Extracted information:
____________________
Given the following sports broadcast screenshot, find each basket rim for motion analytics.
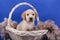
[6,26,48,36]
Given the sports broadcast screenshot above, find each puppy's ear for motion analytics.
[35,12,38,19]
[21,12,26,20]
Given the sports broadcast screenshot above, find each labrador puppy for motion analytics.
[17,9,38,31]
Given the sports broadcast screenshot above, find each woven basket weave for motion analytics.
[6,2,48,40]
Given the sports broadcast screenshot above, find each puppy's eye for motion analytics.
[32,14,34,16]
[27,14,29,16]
____________________
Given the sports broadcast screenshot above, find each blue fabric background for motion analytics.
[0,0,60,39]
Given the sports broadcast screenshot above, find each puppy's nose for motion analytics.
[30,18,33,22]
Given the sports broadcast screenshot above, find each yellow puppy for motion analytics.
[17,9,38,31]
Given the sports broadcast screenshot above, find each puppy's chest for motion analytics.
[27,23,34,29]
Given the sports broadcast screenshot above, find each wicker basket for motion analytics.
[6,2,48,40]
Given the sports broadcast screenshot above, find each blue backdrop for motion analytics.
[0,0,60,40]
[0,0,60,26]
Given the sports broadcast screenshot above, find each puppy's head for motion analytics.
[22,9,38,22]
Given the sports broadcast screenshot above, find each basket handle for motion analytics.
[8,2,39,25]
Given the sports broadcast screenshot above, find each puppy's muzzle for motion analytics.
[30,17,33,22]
____________________
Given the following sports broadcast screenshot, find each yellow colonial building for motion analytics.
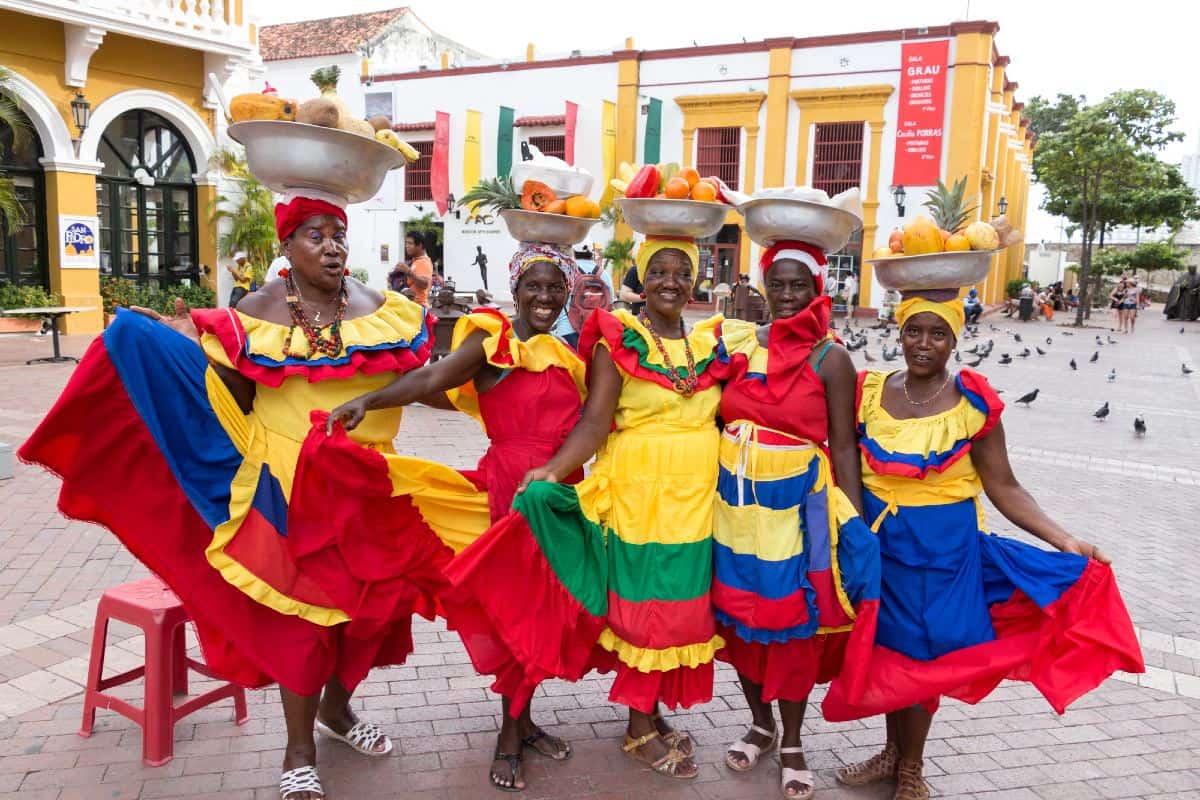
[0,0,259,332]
____________________
Given task: Rewrite the items from the line with "Given the sports broadcast screenshot above, find each labrador" to the line with "[27,14,29,16]", changing "woven" to "wicker" and keeping everything else the same.

Answer in full:
Given the sports broadcast screenshot above, find each labrador puppy for motion analytics.
[17,9,38,31]
Given the sports broadcast screenshot above, find each wicker basket weave for motion analytics.
[6,2,48,40]
Given the sports broadcast screenshot above, find each puppy's eye for motion analytics.
[32,14,34,16]
[27,14,29,16]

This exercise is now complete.